**YOUR OBJECTIVE:**
Copy out every entry below, requests included, and shift each number in the answer outlines (the viewBox values and the path coordinates) by adding -84 to it. Leave the request wording and the sample outlines unchanged, and leave the pictures out.

**DATA TO USE:**
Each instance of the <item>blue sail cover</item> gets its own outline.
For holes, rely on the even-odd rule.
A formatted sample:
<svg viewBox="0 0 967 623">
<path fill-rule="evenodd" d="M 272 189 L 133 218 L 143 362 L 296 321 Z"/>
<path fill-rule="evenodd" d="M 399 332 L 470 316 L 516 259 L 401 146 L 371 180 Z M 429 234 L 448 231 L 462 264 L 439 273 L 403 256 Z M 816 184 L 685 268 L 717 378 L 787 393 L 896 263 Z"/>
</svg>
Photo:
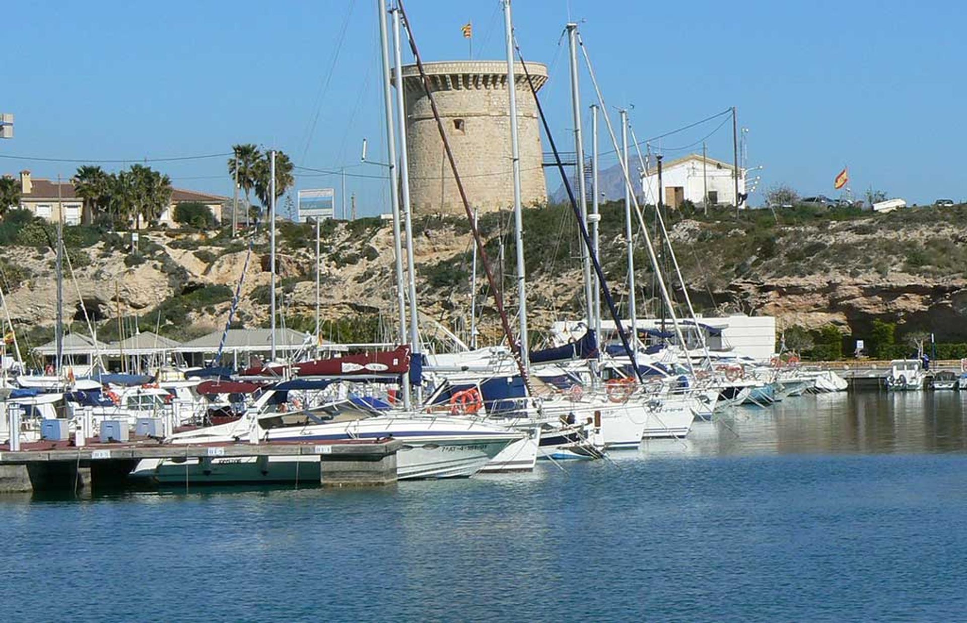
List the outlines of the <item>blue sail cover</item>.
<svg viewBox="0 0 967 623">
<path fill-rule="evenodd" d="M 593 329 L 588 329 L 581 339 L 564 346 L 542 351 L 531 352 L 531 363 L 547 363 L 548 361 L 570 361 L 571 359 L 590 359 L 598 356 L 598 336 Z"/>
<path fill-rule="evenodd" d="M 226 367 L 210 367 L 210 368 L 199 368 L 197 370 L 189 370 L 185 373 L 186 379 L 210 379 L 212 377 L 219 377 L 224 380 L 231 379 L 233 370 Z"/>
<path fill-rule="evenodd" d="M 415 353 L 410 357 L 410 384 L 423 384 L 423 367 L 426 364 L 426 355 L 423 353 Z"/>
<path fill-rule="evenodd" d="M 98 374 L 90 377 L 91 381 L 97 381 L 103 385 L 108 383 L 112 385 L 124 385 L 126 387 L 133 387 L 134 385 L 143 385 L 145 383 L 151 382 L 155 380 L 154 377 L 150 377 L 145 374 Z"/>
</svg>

**THE RESPONSE:**
Each instance of the <item>blue sail cover</item> gets its own outline.
For holes, rely on the even-odd rule.
A formatted sample:
<svg viewBox="0 0 967 623">
<path fill-rule="evenodd" d="M 272 189 L 133 218 L 143 362 L 296 321 Z"/>
<path fill-rule="evenodd" d="M 399 332 L 470 316 L 516 259 L 401 146 L 371 180 Z M 429 234 L 448 231 L 462 264 L 439 273 L 403 256 Z M 816 184 L 685 268 L 717 378 L 787 393 L 896 263 Z"/>
</svg>
Photo:
List the outlines of the <item>blue sail cover</item>.
<svg viewBox="-84 -84 883 539">
<path fill-rule="evenodd" d="M 509 245 L 504 245 L 497 255 L 480 262 L 458 267 L 447 268 L 447 279 L 463 279 L 464 277 L 486 277 L 487 275 L 506 275 L 514 272 L 514 252 Z"/>
<path fill-rule="evenodd" d="M 142 283 L 126 283 L 126 284 L 115 284 L 113 286 L 105 286 L 101 289 L 102 295 L 126 295 L 128 293 L 135 293 L 140 296 L 147 295 L 149 286 Z"/>
<path fill-rule="evenodd" d="M 331 269 L 326 273 L 326 300 L 339 300 L 339 283 L 342 280 L 342 271 L 339 269 Z"/>
<path fill-rule="evenodd" d="M 14 290 L 6 293 L 7 297 L 13 297 L 19 301 L 24 299 L 28 301 L 40 301 L 42 303 L 49 303 L 50 301 L 59 301 L 61 299 L 67 298 L 71 296 L 70 293 L 66 293 L 61 290 Z"/>
</svg>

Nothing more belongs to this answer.